## Exercise objective
Word for word, restate each of the records below.

--- --- ---

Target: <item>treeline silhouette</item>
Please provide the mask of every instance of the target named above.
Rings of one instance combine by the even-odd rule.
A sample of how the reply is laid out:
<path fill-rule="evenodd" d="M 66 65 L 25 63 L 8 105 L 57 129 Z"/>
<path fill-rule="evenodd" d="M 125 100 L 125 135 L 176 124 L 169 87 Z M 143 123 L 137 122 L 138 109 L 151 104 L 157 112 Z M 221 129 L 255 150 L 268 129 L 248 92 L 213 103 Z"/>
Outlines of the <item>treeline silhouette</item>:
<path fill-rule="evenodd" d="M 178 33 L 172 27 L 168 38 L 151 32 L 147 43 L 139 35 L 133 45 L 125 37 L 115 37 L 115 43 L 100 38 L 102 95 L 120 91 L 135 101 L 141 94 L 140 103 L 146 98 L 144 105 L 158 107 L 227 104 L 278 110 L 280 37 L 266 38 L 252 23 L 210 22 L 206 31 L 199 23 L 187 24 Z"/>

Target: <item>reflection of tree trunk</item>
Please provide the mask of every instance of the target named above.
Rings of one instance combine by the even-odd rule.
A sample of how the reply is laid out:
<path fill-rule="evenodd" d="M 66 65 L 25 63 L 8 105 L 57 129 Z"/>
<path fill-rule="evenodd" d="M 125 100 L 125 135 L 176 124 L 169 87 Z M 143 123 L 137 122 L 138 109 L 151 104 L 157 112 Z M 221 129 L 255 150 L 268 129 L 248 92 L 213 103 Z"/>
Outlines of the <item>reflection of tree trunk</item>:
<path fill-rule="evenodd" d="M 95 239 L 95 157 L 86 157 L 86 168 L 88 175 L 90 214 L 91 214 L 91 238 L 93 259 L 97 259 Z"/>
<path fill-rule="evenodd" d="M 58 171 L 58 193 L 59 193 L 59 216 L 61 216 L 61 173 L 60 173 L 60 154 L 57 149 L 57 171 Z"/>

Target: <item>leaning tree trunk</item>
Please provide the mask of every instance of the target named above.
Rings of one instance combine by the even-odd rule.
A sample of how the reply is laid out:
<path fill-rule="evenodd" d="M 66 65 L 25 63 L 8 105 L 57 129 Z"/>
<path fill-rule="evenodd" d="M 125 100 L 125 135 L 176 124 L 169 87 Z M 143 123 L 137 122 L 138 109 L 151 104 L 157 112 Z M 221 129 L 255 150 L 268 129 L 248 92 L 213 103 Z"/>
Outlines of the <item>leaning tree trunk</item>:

--- --- ---

## Completed exercise
Target: <item>treeline silhouette</item>
Please provide the mask of every instance of the target named above.
Rings of one instance combine by the even-odd rule.
A sample of how the reply is laid out:
<path fill-rule="evenodd" d="M 66 65 L 25 63 L 8 105 L 57 129 Z"/>
<path fill-rule="evenodd" d="M 125 100 L 125 135 L 176 124 L 169 87 Z M 143 123 L 137 122 L 138 109 L 151 104 L 157 112 Z M 221 129 L 255 150 L 268 129 L 248 92 L 213 103 Z"/>
Outlines of the <item>treeline silhouette</item>:
<path fill-rule="evenodd" d="M 178 33 L 172 27 L 168 38 L 151 32 L 147 43 L 139 35 L 133 45 L 125 37 L 115 37 L 115 43 L 100 38 L 102 95 L 120 91 L 135 101 L 141 94 L 140 103 L 146 98 L 144 105 L 158 107 L 227 104 L 278 110 L 280 37 L 266 38 L 252 23 L 210 22 L 206 31 L 199 23 L 187 24 Z"/>

Target: <item>reflection of tree trunk</item>
Please provide the mask of every instance of the target named above.
Rings of one instance combine by the even-odd rule.
A sample of how the reply is laid out:
<path fill-rule="evenodd" d="M 66 65 L 25 63 L 8 105 L 57 129 Z"/>
<path fill-rule="evenodd" d="M 125 100 L 125 135 L 176 124 L 169 87 Z M 143 123 L 137 122 L 138 109 L 151 104 L 157 112 Z M 221 129 L 255 150 L 268 129 L 248 92 L 213 103 Z"/>
Outlines of the <item>reflection of tree trunk</item>:
<path fill-rule="evenodd" d="M 95 239 L 95 157 L 86 157 L 86 168 L 88 175 L 90 214 L 91 214 L 91 238 L 93 259 L 97 259 Z"/>
<path fill-rule="evenodd" d="M 58 171 L 58 193 L 59 193 L 59 216 L 61 216 L 61 173 L 60 173 L 60 154 L 57 149 L 57 171 Z"/>

Target: <item>leaning tree trunk</item>
Please provide the mask of every instance of the target named above.
Rings of one instance combine by the even-odd rule.
A sample of how the reply is laid out:
<path fill-rule="evenodd" d="M 66 65 L 25 63 L 8 105 L 57 129 Z"/>
<path fill-rule="evenodd" d="M 125 100 L 125 135 L 176 124 L 169 87 Z M 143 123 L 137 122 L 138 109 L 151 104 L 157 112 Z M 221 129 L 255 150 L 268 129 L 248 92 L 213 103 Z"/>
Outlines of the <item>leaning tree trunk</item>:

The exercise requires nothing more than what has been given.